▶ **Aufgabe**:
Überarbeite im Textauszug den Abschnitt zwischen „In seinen bis“ und „auch ausmachen sollten.“ einschließlich. Ersetze dabei „Filmkritiken“ durch „Kinokritiken“ und gib den ganzen Abschnitt wieder.

▶ **Textauszug**:
┏━━
Überraschende Einflüsse

02.06.2009
1936 unternahm der spätere Literatur-Nobelpreisträger Samuel Beckett eine Bildungsreise durch Deutschland. Beckett verordnete sich ein strenges Kulturprogramm - und ging oft ins Kino. Darum geht es auch in dem Buch "Kraft der Melone" von Carola Veit, die zeigt, wie Filme das Werk des Schriftstellers beeinflusst haben.
"Go to Hund von Baskerville. Kitsch." Becketts Urteile waren gnadenlos. Die meisten der 16 Kinofilme, die er während seiner Reise durch Deutschland sah, mochte er nicht. Die Auswahl der Filme war durch die NS-Diktatur eingeschränkt.

In seinen bis heute in größtenteils unter Verschluss gehaltenen "German Diaries" hat Carola Veit Becketts persönliche Filmkritiken gefunden. Er achtete beim Schauen der Filme nicht nur auf Inhalte. Beckett schaute sehr präzise auf Konstruktion, auf Machart, auf Technik, also wesentliche Dinge, die seine späteren Meisterwerke auch ausmachen sollten.

Die Reise nach Deutschland fiel genau in die Zeit seiner intensiven Beschäftigung mit Film und Filmtheorie: 1936 hatte sich der junge Beckett mit einem persönlichen Brief als Student bei Sergej Eisenstein in Moskau beworben. Er bekam allerdings nie eine Antwort.

Das Buch skizziert Becketts Kinotour durch Deutschland auch in amüsanten Details: Man erfährt zum Beispiel, wie sich Beckett Bier und Wurstsalat auf der Reeperbahn gönnte, um danach mehr zufällig ins Kino zu stolpern. Oder aber auch, wie er von einem 22-jährigen, "extremely good looking" Mädchen versetzt wird und sich die "Meuterei auf der Bounty" allein ansehen muss.
┗━━
▶ **Vorgegebenes Material**:
┏━━
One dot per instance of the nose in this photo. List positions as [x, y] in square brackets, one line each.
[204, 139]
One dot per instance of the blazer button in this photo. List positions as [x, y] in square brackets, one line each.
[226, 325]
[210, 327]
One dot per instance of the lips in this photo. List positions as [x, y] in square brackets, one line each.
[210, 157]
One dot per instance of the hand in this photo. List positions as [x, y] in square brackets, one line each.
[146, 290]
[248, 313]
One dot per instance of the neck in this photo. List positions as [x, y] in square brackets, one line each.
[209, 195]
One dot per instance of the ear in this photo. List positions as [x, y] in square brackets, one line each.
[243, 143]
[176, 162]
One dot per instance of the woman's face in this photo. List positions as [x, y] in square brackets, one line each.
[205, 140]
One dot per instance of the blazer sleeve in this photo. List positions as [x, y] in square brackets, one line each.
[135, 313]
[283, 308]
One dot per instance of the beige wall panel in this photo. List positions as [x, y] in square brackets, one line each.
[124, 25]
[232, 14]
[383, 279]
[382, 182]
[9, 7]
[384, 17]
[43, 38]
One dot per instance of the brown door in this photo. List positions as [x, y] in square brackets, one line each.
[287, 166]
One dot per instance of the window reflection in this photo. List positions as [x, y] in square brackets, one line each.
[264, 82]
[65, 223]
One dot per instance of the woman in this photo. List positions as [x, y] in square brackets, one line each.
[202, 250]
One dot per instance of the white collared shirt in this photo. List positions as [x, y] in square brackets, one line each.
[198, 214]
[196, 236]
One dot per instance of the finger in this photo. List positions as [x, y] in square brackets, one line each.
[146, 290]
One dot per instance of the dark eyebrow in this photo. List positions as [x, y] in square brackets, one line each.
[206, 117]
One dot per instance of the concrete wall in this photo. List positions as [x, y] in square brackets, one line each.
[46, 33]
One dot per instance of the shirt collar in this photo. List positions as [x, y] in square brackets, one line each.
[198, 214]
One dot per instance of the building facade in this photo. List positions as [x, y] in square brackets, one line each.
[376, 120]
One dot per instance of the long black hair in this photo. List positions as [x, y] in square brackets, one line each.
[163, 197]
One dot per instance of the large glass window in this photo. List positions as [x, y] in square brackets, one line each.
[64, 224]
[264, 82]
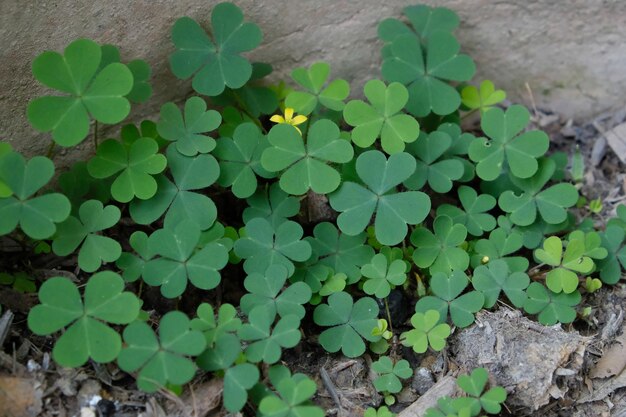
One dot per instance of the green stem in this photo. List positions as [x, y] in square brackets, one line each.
[388, 315]
[50, 152]
[468, 114]
[95, 135]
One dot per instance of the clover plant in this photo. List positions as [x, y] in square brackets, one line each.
[288, 207]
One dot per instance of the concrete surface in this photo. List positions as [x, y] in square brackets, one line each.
[572, 53]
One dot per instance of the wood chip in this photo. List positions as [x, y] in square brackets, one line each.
[445, 386]
[616, 138]
[613, 361]
[20, 397]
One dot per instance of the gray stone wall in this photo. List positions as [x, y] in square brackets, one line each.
[572, 53]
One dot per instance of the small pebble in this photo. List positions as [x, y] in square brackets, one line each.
[106, 408]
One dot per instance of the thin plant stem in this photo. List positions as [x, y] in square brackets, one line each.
[388, 315]
[50, 152]
[95, 135]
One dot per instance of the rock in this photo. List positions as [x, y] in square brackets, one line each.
[521, 355]
[422, 380]
[406, 396]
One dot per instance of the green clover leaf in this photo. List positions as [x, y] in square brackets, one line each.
[592, 243]
[433, 165]
[382, 275]
[482, 98]
[305, 165]
[474, 385]
[267, 343]
[147, 129]
[265, 245]
[238, 379]
[135, 164]
[424, 21]
[459, 149]
[390, 374]
[214, 330]
[341, 252]
[613, 239]
[86, 335]
[240, 160]
[293, 399]
[567, 265]
[551, 307]
[495, 277]
[506, 147]
[393, 210]
[349, 323]
[474, 215]
[214, 63]
[551, 202]
[427, 330]
[272, 204]
[36, 216]
[447, 298]
[382, 411]
[142, 90]
[187, 131]
[498, 246]
[440, 251]
[133, 266]
[91, 92]
[426, 71]
[94, 248]
[164, 359]
[264, 290]
[179, 262]
[178, 198]
[313, 80]
[20, 282]
[382, 118]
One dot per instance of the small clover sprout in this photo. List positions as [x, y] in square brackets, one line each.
[94, 248]
[382, 118]
[214, 63]
[349, 323]
[393, 210]
[37, 216]
[164, 359]
[91, 92]
[381, 275]
[389, 374]
[86, 334]
[567, 264]
[427, 331]
[507, 145]
[474, 385]
[447, 298]
[313, 80]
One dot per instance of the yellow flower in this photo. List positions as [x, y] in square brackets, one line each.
[289, 119]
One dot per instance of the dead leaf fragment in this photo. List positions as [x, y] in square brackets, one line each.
[20, 397]
[613, 361]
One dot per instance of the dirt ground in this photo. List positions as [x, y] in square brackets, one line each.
[574, 370]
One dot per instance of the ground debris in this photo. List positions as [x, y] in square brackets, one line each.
[20, 397]
[613, 361]
[446, 386]
[532, 362]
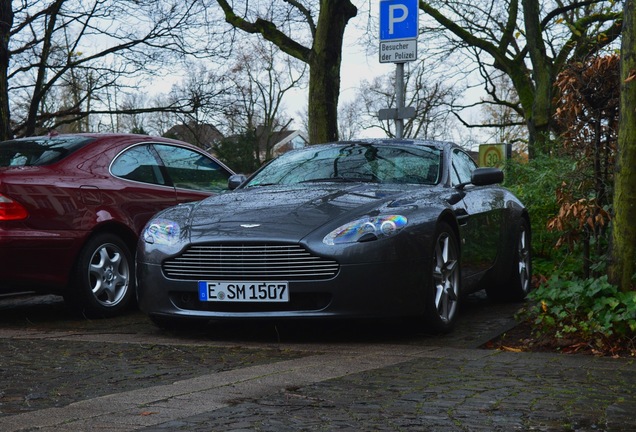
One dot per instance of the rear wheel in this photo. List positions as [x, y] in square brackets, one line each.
[103, 284]
[519, 282]
[443, 294]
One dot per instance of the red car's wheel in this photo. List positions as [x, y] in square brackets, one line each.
[103, 283]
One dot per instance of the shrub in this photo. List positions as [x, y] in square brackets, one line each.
[589, 310]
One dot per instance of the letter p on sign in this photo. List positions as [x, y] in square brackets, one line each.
[395, 17]
[398, 19]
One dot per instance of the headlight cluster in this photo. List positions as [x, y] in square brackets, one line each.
[161, 232]
[366, 229]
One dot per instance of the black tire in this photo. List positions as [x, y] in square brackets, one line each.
[444, 285]
[103, 283]
[519, 282]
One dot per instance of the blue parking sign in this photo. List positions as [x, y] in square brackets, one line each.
[398, 19]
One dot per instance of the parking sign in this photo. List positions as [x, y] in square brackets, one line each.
[398, 19]
[399, 26]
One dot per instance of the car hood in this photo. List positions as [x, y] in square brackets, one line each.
[288, 213]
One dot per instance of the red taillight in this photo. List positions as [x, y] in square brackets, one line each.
[11, 210]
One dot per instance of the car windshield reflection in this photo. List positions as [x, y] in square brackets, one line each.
[358, 162]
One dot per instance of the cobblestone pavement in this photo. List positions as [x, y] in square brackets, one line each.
[64, 374]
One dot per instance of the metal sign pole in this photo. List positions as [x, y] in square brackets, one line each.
[399, 94]
[399, 28]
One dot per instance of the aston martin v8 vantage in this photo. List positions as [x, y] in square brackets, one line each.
[365, 228]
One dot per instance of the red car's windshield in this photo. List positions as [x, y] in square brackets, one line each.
[39, 151]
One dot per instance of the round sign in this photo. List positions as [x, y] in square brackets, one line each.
[492, 156]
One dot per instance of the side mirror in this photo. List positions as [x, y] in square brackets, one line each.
[486, 176]
[235, 181]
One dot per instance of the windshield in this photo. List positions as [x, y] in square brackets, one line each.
[353, 162]
[39, 151]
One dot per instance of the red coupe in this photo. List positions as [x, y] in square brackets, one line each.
[72, 208]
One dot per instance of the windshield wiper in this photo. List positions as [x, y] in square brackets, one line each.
[332, 179]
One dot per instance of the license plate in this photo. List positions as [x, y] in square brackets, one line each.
[243, 291]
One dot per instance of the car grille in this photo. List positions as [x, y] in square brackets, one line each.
[244, 262]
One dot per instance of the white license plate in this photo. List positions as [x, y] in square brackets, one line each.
[249, 291]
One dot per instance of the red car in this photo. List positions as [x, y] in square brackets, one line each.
[72, 208]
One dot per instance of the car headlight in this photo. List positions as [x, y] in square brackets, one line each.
[366, 229]
[161, 232]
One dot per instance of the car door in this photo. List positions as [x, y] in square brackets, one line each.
[479, 215]
[144, 188]
[194, 174]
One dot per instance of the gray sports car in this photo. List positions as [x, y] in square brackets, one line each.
[369, 228]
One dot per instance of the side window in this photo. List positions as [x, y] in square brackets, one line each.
[463, 166]
[192, 170]
[138, 164]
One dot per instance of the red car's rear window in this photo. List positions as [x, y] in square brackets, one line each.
[38, 151]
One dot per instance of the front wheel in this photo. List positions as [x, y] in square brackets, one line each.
[103, 282]
[443, 294]
[519, 282]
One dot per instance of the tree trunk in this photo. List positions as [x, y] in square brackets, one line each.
[324, 73]
[324, 58]
[6, 22]
[623, 264]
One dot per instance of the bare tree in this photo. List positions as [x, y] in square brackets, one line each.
[425, 91]
[623, 265]
[503, 118]
[528, 40]
[87, 47]
[261, 77]
[314, 35]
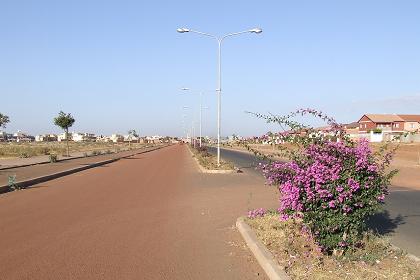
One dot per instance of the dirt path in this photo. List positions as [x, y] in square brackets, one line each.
[149, 217]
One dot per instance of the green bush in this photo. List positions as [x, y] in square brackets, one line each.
[53, 158]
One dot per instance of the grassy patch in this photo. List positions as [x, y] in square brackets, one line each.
[209, 161]
[301, 258]
[25, 150]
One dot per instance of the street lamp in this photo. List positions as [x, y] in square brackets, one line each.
[201, 112]
[219, 88]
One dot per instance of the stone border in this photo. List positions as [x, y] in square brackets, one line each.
[266, 259]
[211, 171]
[45, 178]
[261, 253]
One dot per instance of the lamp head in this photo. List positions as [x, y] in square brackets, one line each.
[182, 30]
[256, 30]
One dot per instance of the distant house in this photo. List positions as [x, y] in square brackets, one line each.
[83, 137]
[20, 136]
[411, 122]
[62, 137]
[154, 139]
[46, 138]
[352, 129]
[116, 138]
[3, 136]
[389, 123]
[384, 122]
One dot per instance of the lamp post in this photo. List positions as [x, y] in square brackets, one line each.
[201, 112]
[219, 88]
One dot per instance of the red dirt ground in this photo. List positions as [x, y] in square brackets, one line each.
[152, 216]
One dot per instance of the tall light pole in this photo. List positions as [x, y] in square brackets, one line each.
[219, 87]
[201, 112]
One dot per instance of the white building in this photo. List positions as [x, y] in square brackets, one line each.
[83, 137]
[62, 137]
[116, 138]
[46, 138]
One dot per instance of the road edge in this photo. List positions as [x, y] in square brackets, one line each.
[49, 177]
[211, 171]
[261, 253]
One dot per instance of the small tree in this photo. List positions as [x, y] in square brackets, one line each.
[65, 121]
[131, 133]
[3, 120]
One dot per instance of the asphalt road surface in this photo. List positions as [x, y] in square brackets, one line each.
[151, 216]
[400, 218]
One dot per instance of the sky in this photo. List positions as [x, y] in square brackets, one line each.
[120, 65]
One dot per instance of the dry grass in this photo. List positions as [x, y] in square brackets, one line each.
[299, 255]
[209, 161]
[24, 150]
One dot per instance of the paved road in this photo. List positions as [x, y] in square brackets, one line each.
[34, 171]
[152, 216]
[400, 219]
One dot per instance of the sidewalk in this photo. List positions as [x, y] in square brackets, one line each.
[39, 169]
[18, 162]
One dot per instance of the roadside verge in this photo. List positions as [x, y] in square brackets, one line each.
[32, 181]
[261, 253]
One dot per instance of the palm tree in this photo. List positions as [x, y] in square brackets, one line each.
[131, 133]
[3, 120]
[65, 121]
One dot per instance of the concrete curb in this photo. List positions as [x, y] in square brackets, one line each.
[408, 255]
[45, 178]
[261, 253]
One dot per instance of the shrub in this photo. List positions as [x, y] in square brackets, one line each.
[24, 155]
[53, 158]
[331, 182]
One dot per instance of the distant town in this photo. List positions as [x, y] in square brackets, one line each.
[373, 127]
[21, 136]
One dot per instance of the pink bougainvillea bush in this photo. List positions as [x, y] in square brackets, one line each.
[332, 183]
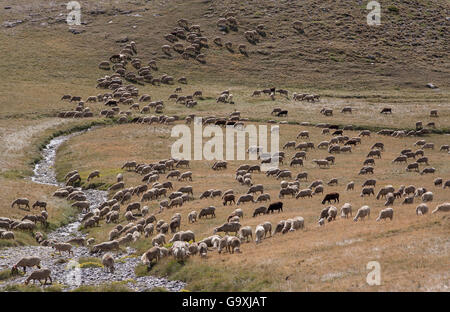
┗━━
▶ **Lösung**:
In seinen bis heute in größtenteils unter Verschluss gehaltenen "German Diaries" hat Carola Veit Becketts persönliche Kinokritiken gefunden. Er achtete beim Schauen der Filme nicht nur auf Inhalte. Beckett schaute sehr präzise auf Konstruktion, auf Machart, auf Technik, also wesentliche Dinge, die seine späteren Meisterwerke auch ausmachen sollten.